* GOAL:
Report how many of the rows below contain the string "road". Give only the number.

Excerpts from location labeling data:

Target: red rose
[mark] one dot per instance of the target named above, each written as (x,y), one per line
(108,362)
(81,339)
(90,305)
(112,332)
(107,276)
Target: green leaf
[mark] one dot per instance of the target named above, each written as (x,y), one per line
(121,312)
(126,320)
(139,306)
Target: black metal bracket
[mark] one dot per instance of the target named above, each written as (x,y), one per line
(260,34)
---
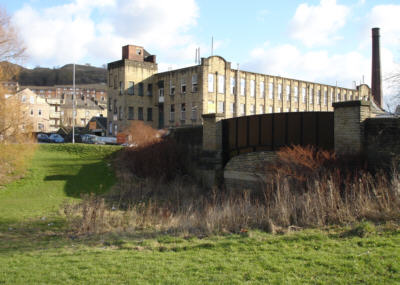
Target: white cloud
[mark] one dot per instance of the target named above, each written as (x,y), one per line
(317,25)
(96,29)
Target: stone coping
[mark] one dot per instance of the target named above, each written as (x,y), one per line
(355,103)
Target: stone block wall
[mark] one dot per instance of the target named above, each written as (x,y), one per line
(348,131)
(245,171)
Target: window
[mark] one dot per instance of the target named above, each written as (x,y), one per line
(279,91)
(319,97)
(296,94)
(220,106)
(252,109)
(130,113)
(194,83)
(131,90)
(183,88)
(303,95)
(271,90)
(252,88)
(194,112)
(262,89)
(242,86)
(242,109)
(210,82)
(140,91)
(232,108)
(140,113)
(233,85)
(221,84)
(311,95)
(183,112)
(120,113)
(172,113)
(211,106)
--
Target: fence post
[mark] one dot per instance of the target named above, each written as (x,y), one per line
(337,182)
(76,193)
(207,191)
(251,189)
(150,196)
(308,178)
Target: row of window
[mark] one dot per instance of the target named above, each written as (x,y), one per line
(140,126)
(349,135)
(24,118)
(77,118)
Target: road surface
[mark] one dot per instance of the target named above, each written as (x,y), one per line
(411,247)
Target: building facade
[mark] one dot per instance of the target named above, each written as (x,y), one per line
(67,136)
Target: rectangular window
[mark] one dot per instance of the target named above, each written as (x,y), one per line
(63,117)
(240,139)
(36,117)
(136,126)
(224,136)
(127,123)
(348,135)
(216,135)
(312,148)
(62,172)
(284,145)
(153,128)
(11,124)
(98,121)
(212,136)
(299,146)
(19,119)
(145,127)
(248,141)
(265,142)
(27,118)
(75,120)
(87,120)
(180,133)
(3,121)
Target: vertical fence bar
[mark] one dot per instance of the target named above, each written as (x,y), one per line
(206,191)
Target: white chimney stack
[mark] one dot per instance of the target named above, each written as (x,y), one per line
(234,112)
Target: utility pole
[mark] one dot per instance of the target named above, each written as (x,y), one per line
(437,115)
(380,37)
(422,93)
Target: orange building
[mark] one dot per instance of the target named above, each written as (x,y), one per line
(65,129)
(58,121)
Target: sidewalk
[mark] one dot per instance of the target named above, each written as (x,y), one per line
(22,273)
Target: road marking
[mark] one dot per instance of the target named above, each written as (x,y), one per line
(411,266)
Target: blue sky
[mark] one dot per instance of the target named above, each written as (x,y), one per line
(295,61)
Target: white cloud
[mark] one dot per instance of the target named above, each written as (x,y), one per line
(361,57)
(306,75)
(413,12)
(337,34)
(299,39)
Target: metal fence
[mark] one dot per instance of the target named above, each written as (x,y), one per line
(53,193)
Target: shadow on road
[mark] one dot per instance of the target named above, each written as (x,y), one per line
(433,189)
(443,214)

* COMPLETE ANSWER:
3